*Problem*. Go through the data below. Pull out every line that has the word "target".

*Listed entries*.
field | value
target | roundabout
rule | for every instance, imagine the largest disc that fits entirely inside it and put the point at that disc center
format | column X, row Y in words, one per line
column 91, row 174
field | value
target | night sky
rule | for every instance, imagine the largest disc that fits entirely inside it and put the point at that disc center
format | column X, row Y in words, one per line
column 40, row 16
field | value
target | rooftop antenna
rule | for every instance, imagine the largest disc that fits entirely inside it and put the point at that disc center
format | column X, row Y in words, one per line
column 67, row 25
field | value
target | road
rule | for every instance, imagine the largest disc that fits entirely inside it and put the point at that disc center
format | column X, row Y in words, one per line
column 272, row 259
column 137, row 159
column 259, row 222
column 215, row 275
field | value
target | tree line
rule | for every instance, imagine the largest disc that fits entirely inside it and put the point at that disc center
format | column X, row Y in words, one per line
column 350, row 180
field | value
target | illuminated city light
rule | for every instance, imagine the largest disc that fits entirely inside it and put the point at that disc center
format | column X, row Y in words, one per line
==
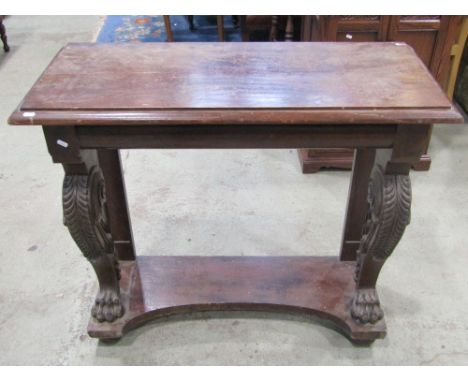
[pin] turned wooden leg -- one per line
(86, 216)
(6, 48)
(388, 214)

*Answer box*.
target | roundabout
target | night sky
target | rooftop antenna
target | road
target | tree line
target | illuminated city light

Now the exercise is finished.